Uma folia que mistura peruas, periguetes, acadêmicos e lobistas em fuga de Brasília.
Por Ricardo Soares*
Aeroporto de Brasília lotado em véspera de feriado. Corredores repletos, obras em curso, gente se trombando , cenas que incomodam por certo a “gente diferenciada” que se irrita com a conversão de aeroporto em rodoviária. O problema não reside aí mas na indiscriminada falta de educação que é um “privilégio” interclasses e empana a divertida tarefa de observar a diversidade dessa fauna humana nesse aeroporto em véspera de feriado.
Mas tudo é uma questão de ponto de vista não é? porque provavelmente a madame vestida com roupa de oncinha e adereços dourados se sente incomodada com o tiozão de poucos dentes, pés esparramados numa havaianas velha que revela bizarras e horrendas unhas dos dedos dos pés martirizadas por fungos e encravamentos múltiplos. Sucede que o incômodo que causa à madame essa visão é proporcional ao desconforto que ela me causa com sua estética Beverly Hills e o seu perorar monótono e fútil ao celular. Madame acha que sua prosa importa aos que estão ao redor.
Sento num banco no amplo corredor que leva do terminal 1 ao 2 e observo o desfile humano. Adolescentes maquiadas precocemente vestidas de periguetes com sandálias de salto agulha. Grupos de foliões esculachados que já antevêem esbórnias etílicas com mulheres luxuriantes, um outro folião solitário com um anacrônico chapéu de arlequim sobre a cabeça, uma mãe de família evangélica que esquece o senhor Jesus ao esculhambar o marido por ter levado a família ao terminal de embarque errado. Vejo também a mesma eterna horda de executivos estridentes falando ao fone, dedilhando laptops, enxergo os lobistas de meia idade contando vantagens (“ O ministro me disse que...) e duas moças de shorts curtos e coxas colossais que não sei se estão indo ou voltando se é que vocês me entendem...

Listagem
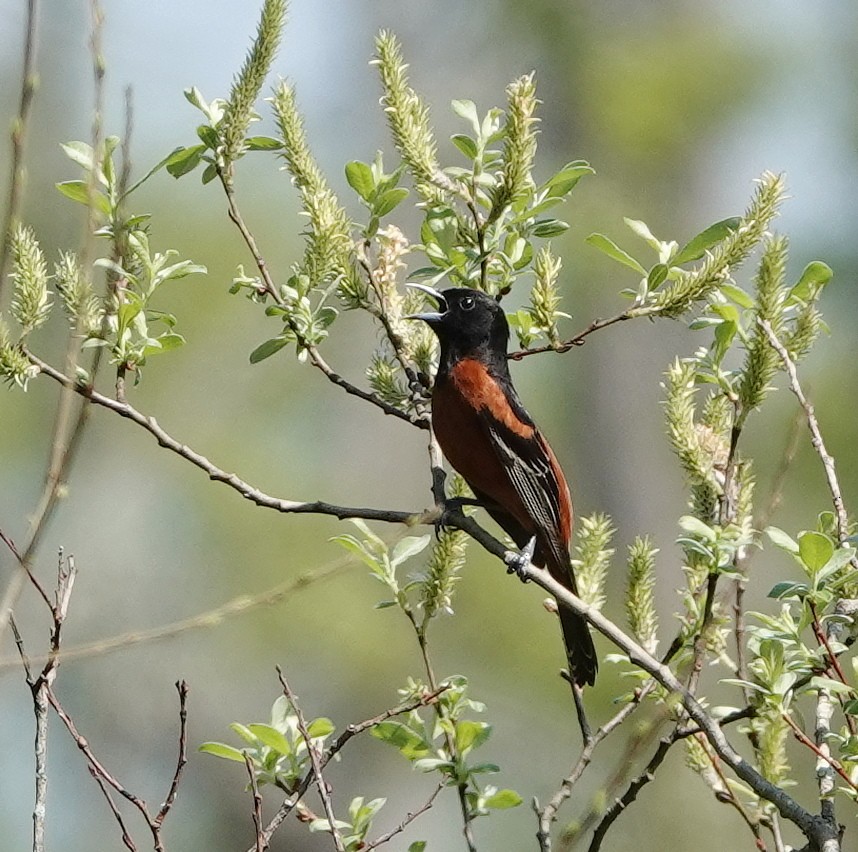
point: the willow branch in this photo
(29, 81)
(217, 474)
(816, 828)
(316, 358)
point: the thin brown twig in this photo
(182, 759)
(580, 338)
(316, 358)
(818, 831)
(210, 618)
(17, 173)
(216, 473)
(637, 784)
(127, 839)
(805, 740)
(321, 784)
(815, 435)
(351, 731)
(409, 818)
(67, 432)
(261, 845)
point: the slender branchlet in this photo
(640, 603)
(715, 269)
(31, 305)
(408, 119)
(248, 83)
(772, 733)
(75, 289)
(761, 361)
(544, 297)
(329, 249)
(519, 144)
(698, 447)
(593, 558)
(445, 563)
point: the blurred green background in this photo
(679, 106)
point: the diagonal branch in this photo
(315, 760)
(164, 439)
(818, 829)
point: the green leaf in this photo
(263, 143)
(360, 178)
(78, 190)
(607, 246)
(471, 734)
(224, 751)
(550, 228)
(502, 800)
(209, 173)
(465, 144)
(184, 160)
(694, 526)
(81, 153)
(815, 549)
(696, 247)
(388, 200)
(209, 136)
(467, 110)
(814, 276)
(271, 737)
(564, 181)
(738, 295)
(657, 276)
(724, 334)
(321, 727)
(831, 685)
(407, 547)
(409, 743)
(787, 589)
(269, 348)
(782, 540)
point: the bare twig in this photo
(815, 434)
(124, 409)
(634, 788)
(820, 749)
(29, 81)
(316, 358)
(210, 618)
(261, 845)
(117, 814)
(548, 814)
(351, 731)
(818, 830)
(409, 818)
(580, 338)
(321, 784)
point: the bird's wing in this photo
(536, 479)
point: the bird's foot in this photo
(517, 563)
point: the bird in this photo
(486, 435)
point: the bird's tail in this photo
(580, 650)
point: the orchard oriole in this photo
(490, 439)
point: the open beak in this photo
(429, 316)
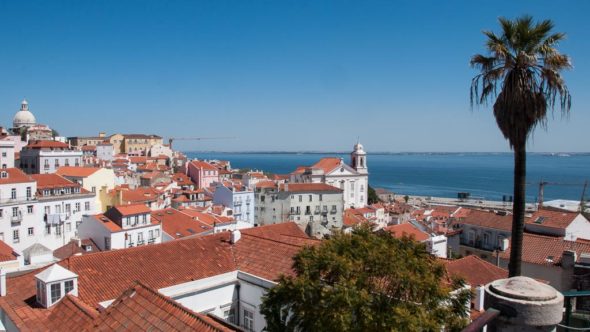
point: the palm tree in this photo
(524, 65)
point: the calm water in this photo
(483, 175)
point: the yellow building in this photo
(94, 179)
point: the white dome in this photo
(24, 118)
(358, 148)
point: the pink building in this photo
(202, 174)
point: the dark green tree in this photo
(373, 198)
(522, 75)
(366, 282)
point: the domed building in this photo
(23, 118)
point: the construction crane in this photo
(172, 139)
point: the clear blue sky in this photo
(279, 75)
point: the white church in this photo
(352, 178)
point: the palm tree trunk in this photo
(514, 267)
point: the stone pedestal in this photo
(525, 305)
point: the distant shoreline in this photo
(551, 154)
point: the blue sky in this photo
(278, 75)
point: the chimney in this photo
(2, 282)
(235, 236)
(478, 298)
(568, 259)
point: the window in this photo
(228, 314)
(68, 286)
(55, 292)
(248, 320)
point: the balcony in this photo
(16, 220)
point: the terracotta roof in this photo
(127, 210)
(6, 252)
(76, 171)
(178, 224)
(266, 184)
(547, 250)
(14, 175)
(203, 165)
(328, 164)
(72, 248)
(474, 270)
(52, 180)
(488, 220)
(141, 308)
(70, 314)
(108, 223)
(309, 187)
(264, 251)
(46, 144)
(401, 230)
(551, 218)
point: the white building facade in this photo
(242, 202)
(352, 178)
(43, 157)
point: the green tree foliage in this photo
(522, 75)
(366, 282)
(373, 198)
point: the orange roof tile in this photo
(328, 164)
(308, 187)
(46, 144)
(546, 250)
(156, 312)
(6, 252)
(178, 224)
(474, 270)
(401, 230)
(131, 209)
(76, 171)
(488, 220)
(264, 251)
(552, 218)
(14, 175)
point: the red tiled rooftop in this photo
(474, 270)
(76, 171)
(15, 175)
(409, 230)
(547, 250)
(308, 187)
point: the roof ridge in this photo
(82, 306)
(173, 303)
(273, 240)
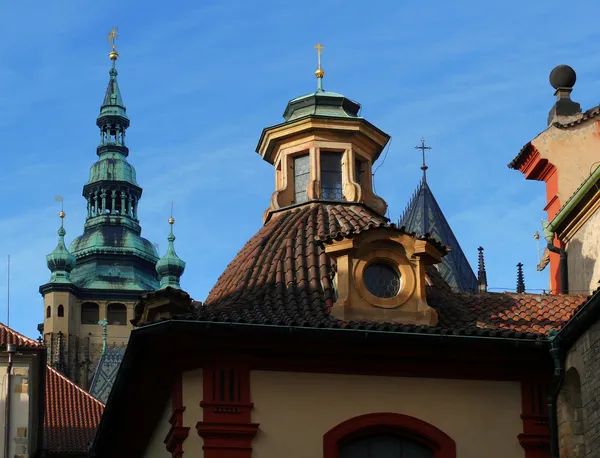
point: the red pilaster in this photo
(178, 433)
(534, 167)
(535, 438)
(227, 429)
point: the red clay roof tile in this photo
(72, 416)
(8, 335)
(282, 276)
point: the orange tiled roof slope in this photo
(282, 276)
(72, 416)
(10, 336)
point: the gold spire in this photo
(112, 36)
(319, 73)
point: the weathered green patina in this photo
(111, 254)
(321, 103)
(170, 267)
(60, 262)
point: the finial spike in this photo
(481, 273)
(520, 279)
(112, 36)
(424, 167)
(319, 73)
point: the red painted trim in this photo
(535, 438)
(412, 428)
(178, 433)
(226, 428)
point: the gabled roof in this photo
(105, 374)
(423, 215)
(283, 277)
(8, 335)
(72, 416)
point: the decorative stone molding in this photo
(404, 255)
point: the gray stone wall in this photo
(579, 400)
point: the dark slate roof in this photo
(106, 372)
(423, 215)
(283, 277)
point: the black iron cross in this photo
(423, 148)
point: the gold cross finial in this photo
(112, 36)
(319, 73)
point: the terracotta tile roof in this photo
(8, 335)
(71, 418)
(282, 276)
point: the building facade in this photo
(566, 157)
(332, 333)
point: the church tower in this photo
(423, 215)
(89, 299)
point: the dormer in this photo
(380, 276)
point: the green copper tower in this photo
(170, 267)
(111, 254)
(89, 300)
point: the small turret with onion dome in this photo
(170, 267)
(60, 262)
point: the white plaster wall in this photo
(157, 447)
(20, 407)
(582, 255)
(295, 410)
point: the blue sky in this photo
(202, 79)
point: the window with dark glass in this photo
(382, 280)
(89, 313)
(384, 447)
(116, 314)
(331, 176)
(357, 171)
(301, 177)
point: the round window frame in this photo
(398, 262)
(389, 265)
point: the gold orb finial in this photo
(112, 36)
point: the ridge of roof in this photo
(9, 335)
(72, 415)
(283, 277)
(576, 192)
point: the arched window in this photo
(387, 435)
(116, 314)
(89, 313)
(384, 447)
(570, 416)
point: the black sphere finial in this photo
(563, 76)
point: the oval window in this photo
(382, 280)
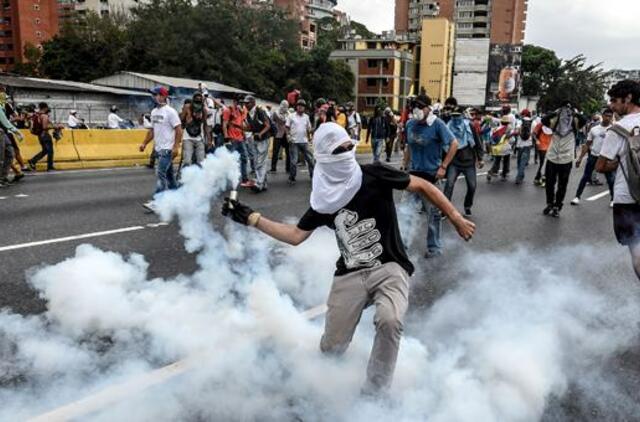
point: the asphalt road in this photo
(508, 217)
(63, 204)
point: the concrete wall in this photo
(93, 107)
(470, 71)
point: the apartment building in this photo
(24, 22)
(383, 67)
(436, 57)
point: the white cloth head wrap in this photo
(336, 178)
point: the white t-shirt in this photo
(597, 135)
(614, 147)
(299, 126)
(165, 120)
(524, 143)
(73, 122)
(113, 121)
(353, 122)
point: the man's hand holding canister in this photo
(240, 213)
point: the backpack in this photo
(525, 130)
(632, 164)
(36, 124)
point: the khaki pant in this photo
(386, 286)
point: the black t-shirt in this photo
(367, 227)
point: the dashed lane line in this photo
(598, 196)
(137, 384)
(79, 236)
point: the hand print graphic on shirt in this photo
(357, 240)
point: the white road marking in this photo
(136, 385)
(70, 238)
(598, 196)
(141, 167)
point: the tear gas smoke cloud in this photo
(495, 348)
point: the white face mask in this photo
(418, 114)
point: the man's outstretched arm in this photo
(465, 228)
(240, 213)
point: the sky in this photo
(569, 27)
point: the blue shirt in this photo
(427, 144)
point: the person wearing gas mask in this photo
(469, 154)
(565, 124)
(356, 201)
(429, 139)
(196, 134)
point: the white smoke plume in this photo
(518, 331)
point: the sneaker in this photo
(432, 254)
(150, 206)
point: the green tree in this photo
(584, 85)
(555, 80)
(540, 66)
(89, 48)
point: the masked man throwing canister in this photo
(357, 203)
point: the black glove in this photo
(237, 211)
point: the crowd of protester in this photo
(438, 143)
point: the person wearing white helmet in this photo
(356, 201)
(74, 122)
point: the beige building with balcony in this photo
(436, 57)
(383, 67)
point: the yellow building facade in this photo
(436, 57)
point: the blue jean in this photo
(241, 149)
(434, 230)
(294, 150)
(523, 159)
(453, 172)
(376, 147)
(165, 176)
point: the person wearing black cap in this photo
(166, 134)
(469, 154)
(260, 127)
(429, 139)
(565, 123)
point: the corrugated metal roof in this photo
(57, 85)
(176, 82)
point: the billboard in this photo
(504, 78)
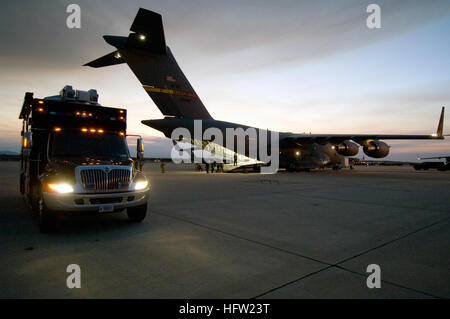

Instruções de trabalho
**A)** Segundo a crônica sobre o aeroporto de Brasília, em que parte do aeroporto fica o banco de onde se observa o desfile humano?
**B)** Por favor, escreva a continuação da crônica sobre o aeroporto de Brasília a partir da última frase apresentada.

Respostas esperadas
**A)** No amplo corredor que leva do terminal 1 ao 2.

**B)**
Minha mulher diz que devo ver isso tudo com bom humor pois todos estão em clima de pré-carnaval , em busca de alegria. E eu, com humor de quarta de cinzas, penso : “esse é o sentido da vida ?”, buscar a alegria perdida ou a alegria constante ? Na verdade pouco importa. O que quero mesmo é embarcar logo, fugir da muvuca e curtir meu carnaval silencioso. Não sem antes, é lógico, entrar no avião da Gol , que de novo sai atrasado e ter que ouvir uma “intelectual” atrás de mim agendar reunião com conselhos e preparar salas para encontros acadêmicos pós-carnaval. Pela chatura deve ser uma acadêmica importante pois quanto mais vivo mais me asseguro que a academia premia mais os tediosos e os prolixos do que os ousados.
Mas me recolho à minha insignificância de não doutorado e constato que para tolerar esse clima pré-carnaval é preciso mesmo , mais do que paciência, é preciso uma overdose de bom humor. To me entocando até quando o carnaval acabar.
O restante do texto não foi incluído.